Across the records below, count every line that contains the string "vest", then report the count alone.

DATASET RECORDS: Begin

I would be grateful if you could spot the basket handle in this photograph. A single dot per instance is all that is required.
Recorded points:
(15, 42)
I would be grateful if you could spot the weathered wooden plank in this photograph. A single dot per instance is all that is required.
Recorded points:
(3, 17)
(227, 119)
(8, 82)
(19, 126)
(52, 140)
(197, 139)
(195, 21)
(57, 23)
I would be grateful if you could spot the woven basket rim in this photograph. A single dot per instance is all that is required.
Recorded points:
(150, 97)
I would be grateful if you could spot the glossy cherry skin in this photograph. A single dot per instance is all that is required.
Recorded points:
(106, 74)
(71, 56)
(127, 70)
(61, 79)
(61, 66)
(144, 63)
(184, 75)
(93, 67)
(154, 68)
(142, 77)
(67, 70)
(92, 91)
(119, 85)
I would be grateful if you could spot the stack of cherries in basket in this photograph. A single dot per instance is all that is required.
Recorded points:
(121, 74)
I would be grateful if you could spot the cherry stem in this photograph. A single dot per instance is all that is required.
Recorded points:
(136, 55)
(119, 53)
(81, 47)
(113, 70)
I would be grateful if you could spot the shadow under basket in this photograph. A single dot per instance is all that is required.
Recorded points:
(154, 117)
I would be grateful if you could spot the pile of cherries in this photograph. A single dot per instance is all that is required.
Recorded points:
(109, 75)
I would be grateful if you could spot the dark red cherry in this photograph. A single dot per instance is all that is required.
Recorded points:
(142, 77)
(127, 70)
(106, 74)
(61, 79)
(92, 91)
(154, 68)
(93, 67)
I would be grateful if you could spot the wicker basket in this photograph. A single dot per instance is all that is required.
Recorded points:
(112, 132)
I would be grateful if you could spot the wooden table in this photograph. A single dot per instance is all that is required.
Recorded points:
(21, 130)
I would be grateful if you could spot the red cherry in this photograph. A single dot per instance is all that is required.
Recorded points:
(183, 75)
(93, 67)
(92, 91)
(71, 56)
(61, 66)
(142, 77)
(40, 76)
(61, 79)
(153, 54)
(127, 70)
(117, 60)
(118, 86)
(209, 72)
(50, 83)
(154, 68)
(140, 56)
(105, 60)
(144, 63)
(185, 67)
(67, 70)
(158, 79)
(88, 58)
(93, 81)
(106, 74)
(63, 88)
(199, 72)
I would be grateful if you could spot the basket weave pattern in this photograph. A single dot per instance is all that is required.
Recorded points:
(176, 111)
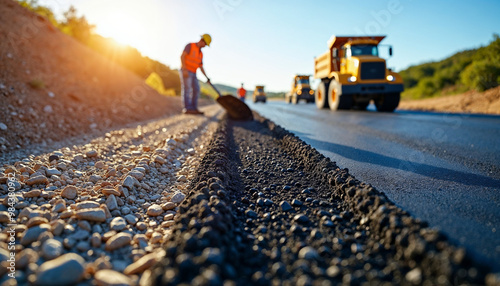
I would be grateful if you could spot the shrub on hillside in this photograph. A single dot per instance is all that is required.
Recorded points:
(481, 75)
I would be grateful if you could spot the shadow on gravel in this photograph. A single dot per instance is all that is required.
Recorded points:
(408, 166)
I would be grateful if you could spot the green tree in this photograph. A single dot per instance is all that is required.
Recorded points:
(481, 75)
(76, 26)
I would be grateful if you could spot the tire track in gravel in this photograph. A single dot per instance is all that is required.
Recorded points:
(268, 209)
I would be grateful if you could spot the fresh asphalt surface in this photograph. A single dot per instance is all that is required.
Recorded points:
(442, 168)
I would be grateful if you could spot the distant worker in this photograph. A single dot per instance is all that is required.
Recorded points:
(192, 59)
(242, 92)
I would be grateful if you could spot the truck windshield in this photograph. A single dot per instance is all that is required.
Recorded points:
(364, 50)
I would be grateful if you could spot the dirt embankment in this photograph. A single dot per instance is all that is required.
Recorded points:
(52, 87)
(487, 102)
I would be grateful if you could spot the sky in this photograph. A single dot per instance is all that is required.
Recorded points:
(266, 42)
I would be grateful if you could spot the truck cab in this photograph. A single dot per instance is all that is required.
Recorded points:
(352, 74)
(301, 90)
(259, 94)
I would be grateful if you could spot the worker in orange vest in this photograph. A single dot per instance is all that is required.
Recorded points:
(242, 92)
(192, 59)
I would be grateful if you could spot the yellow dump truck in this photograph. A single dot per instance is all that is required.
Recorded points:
(352, 74)
(259, 94)
(301, 90)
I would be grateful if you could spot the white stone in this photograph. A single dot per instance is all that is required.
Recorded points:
(178, 197)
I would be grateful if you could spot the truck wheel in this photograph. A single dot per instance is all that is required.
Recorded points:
(336, 99)
(320, 96)
(387, 102)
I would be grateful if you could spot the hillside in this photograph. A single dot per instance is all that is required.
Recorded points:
(52, 87)
(477, 69)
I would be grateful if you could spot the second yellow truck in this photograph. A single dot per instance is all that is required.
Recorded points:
(352, 74)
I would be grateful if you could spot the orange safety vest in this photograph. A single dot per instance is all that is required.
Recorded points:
(242, 92)
(194, 58)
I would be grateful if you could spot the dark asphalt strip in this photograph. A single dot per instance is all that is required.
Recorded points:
(267, 209)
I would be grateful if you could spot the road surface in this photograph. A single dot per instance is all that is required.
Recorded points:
(442, 168)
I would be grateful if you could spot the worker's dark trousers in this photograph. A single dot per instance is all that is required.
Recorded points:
(190, 90)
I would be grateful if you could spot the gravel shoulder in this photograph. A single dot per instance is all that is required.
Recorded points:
(267, 209)
(97, 212)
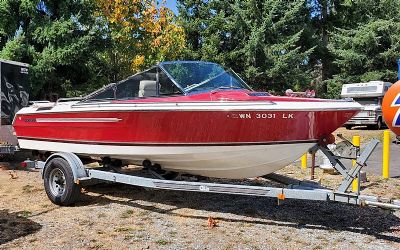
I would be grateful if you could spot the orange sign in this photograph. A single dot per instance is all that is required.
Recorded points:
(391, 108)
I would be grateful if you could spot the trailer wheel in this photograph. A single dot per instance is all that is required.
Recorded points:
(59, 182)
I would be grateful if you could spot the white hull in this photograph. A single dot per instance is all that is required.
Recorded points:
(213, 161)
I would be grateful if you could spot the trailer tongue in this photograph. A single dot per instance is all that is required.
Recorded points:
(64, 173)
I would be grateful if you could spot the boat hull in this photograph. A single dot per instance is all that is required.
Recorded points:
(215, 139)
(239, 161)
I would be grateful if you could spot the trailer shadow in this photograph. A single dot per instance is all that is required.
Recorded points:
(15, 225)
(254, 210)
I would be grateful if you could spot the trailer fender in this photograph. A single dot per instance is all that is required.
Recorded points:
(74, 162)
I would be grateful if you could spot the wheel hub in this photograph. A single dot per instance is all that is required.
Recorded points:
(57, 182)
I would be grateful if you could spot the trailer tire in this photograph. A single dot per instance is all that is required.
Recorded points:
(59, 182)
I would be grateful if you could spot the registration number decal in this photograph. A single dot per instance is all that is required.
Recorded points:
(261, 116)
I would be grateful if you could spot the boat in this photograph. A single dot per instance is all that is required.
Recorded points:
(190, 117)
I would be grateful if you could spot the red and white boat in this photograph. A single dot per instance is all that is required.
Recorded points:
(187, 116)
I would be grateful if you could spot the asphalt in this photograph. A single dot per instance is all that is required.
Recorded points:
(374, 163)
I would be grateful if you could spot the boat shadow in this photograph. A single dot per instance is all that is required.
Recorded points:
(253, 210)
(15, 225)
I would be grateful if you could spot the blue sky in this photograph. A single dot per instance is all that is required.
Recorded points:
(172, 5)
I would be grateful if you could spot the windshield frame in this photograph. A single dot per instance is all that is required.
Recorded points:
(190, 90)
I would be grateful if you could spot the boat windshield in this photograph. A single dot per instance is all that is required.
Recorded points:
(195, 76)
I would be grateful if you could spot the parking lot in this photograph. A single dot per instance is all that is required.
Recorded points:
(119, 216)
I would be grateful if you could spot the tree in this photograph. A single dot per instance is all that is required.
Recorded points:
(141, 34)
(266, 42)
(369, 49)
(58, 38)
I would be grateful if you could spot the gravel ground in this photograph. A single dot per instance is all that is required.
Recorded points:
(118, 216)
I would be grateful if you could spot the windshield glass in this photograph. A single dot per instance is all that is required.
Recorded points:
(203, 76)
(368, 101)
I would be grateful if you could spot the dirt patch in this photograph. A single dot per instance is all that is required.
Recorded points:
(15, 225)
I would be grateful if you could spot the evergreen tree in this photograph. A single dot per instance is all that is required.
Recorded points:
(369, 48)
(267, 42)
(59, 38)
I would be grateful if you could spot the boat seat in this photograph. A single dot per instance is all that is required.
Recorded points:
(147, 88)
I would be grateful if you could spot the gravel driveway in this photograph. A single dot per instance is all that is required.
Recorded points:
(119, 216)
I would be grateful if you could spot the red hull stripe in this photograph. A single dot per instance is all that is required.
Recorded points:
(168, 144)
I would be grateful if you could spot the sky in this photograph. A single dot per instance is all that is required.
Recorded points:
(172, 5)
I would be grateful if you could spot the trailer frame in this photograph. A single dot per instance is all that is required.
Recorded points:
(295, 189)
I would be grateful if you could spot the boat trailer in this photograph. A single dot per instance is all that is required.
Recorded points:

DATASET RECORDS: End

### RESULT OF THIS EXERCISE
2